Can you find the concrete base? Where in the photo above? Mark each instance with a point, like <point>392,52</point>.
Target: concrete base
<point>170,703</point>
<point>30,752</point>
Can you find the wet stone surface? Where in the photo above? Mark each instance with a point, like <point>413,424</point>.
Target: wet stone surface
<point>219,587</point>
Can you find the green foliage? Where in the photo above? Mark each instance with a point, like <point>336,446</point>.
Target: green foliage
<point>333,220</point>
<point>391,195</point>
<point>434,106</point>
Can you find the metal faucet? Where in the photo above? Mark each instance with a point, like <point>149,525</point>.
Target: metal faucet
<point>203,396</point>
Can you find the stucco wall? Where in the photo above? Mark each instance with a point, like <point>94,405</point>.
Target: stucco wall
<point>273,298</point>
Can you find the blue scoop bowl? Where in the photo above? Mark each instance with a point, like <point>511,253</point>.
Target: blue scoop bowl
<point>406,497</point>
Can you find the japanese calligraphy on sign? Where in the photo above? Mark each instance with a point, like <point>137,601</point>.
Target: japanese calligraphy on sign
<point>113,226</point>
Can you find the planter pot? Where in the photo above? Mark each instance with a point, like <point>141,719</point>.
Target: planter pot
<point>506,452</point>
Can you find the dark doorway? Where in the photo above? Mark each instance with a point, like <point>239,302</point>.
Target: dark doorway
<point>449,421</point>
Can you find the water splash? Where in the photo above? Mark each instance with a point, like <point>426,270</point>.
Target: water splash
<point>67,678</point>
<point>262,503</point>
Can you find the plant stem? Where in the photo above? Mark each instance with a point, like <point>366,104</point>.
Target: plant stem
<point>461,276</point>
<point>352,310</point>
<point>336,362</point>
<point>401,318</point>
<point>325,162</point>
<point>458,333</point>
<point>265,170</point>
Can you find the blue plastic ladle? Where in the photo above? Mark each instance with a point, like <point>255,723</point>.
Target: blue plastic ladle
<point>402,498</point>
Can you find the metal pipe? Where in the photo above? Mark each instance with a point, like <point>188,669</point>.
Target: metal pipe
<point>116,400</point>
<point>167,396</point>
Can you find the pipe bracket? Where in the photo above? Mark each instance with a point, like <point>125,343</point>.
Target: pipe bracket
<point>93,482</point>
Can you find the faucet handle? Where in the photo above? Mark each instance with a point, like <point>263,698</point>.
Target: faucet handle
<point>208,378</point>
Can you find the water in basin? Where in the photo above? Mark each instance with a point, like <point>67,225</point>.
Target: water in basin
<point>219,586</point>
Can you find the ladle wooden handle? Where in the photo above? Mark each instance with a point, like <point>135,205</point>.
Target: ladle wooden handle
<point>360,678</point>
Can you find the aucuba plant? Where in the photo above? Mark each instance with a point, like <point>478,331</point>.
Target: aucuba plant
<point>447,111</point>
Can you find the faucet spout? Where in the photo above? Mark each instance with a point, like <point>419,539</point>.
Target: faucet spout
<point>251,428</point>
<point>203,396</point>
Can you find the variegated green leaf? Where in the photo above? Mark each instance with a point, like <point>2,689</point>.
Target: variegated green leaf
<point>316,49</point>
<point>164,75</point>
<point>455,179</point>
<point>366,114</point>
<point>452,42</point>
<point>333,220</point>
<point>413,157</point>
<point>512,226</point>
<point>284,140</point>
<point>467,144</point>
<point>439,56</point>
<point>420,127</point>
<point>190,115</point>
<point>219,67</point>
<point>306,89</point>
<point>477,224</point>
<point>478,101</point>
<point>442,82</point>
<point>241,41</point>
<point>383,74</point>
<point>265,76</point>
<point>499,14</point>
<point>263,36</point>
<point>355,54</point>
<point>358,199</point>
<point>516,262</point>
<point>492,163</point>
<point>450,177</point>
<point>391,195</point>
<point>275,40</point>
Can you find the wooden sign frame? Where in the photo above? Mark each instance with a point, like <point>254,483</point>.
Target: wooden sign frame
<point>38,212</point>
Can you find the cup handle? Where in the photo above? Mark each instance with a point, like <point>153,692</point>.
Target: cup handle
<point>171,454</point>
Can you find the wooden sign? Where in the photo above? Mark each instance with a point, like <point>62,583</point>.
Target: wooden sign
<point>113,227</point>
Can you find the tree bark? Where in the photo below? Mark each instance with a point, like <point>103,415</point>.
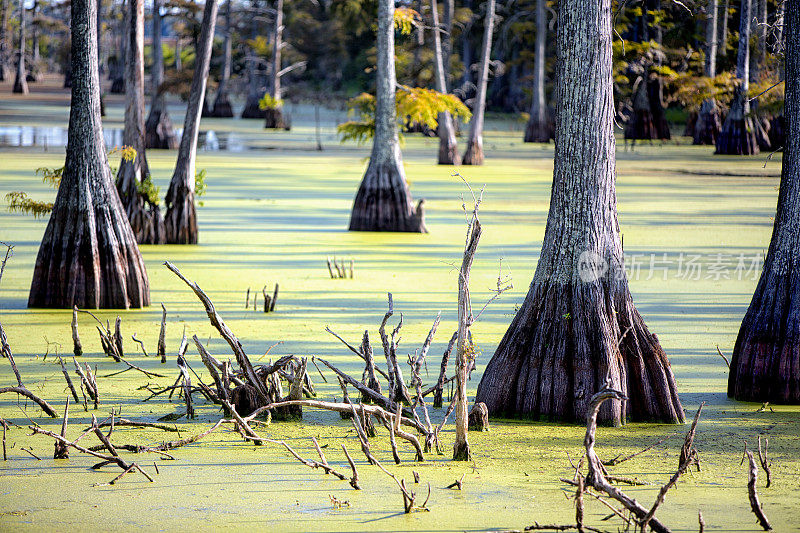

..............................

## SHORT PROBLEM
Please repeat the part of the rows above that opens with the line containing "Can you find the dark" and closes with the line containing "<point>265,170</point>", copying each line exactly.

## FINAL RESULT
Can you find the dark doorway? Where in the photo above? Mark each instance with a point, like <point>239,302</point>.
Target: dark doorway
<point>449,421</point>
Can you find the water splash? Where in the photo above? Mark each instance with a point, like <point>426,270</point>.
Target: water splash
<point>67,678</point>
<point>262,503</point>
Can you find the plant stem? Where in the photo above? Mark each instance with a point, like <point>366,104</point>.
Target: plant stem
<point>461,276</point>
<point>352,310</point>
<point>336,362</point>
<point>401,318</point>
<point>325,162</point>
<point>458,333</point>
<point>265,170</point>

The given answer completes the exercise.